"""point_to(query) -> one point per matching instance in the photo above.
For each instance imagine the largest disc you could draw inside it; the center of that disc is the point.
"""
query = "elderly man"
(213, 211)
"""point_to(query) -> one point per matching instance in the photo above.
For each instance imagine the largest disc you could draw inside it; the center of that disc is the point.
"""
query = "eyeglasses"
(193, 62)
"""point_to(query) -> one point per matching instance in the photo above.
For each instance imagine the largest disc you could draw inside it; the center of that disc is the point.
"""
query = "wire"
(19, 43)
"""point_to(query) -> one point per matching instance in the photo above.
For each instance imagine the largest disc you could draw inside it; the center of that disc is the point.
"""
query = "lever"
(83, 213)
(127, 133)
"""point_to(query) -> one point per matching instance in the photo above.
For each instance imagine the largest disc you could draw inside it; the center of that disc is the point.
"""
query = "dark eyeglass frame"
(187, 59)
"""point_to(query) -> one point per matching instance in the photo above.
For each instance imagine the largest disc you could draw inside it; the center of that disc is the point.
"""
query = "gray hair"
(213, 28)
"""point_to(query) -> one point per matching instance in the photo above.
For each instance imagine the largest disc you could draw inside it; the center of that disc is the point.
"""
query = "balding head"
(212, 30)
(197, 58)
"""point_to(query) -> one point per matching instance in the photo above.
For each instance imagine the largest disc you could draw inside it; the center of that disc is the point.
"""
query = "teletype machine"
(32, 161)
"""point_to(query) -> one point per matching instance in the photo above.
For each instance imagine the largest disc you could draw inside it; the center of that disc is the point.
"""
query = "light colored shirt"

....

What you should do: Each record, from first to last, should be returned verbatim.

Task response:
"""point_to(query) -> one point per matching instance in the photo above.
For each instance imagine the largest disc you could draw inside it; the center of that disc is the point.
"""
query = "elderly man"
(213, 211)
"""point_to(query) -> one point per matching instance in the photo above.
For each instance imagine the largest disc you could draw inside it; the center of that disc is the point.
"""
query = "eyeglasses"
(193, 62)
"""point_to(query) -> one point per matching instance in the photo above.
For each instance imagine the largest disc you could draw inside it; the center of that disc is the point.
"""
query = "wire"
(19, 43)
"""point_to(query) -> one point per matching instance in the photo above.
For each instance imagine the largest disc you could draw inside it; the center of that disc is the point.
"""
query = "lever"
(83, 213)
(127, 133)
"""point_to(query) -> one point per matching instance in the photo above.
For each instance imagine the largest disc you could draw inside it; the center of that disc is the point.
"""
query = "dark eyeglass frame"
(187, 59)
"""point_to(query) -> one point per matching instance in the photo above.
For each instance imagine the largest disc you could draw inside it; the center of that disc is the point.
"""
query = "gray hair"
(213, 28)
"""point_to(query) -> one point per matching instance in the photo above.
For each instance imagine the largest disc you could draw inside it; the center of that disc is the point.
"""
query = "balding head"
(212, 30)
(197, 58)
"""point_to(query) -> one point per matching instance in the photo above.
For each instance imagine the largest disc you could draw inside it; the center of that disc is the point.
"""
query = "teletype machine"
(32, 161)
"""point_to(query) -> one point per matching instance in the photo above.
For each instance imagine the largest disc you could draw inside it; the center of that disc is the point.
"""
query = "light colored shirt"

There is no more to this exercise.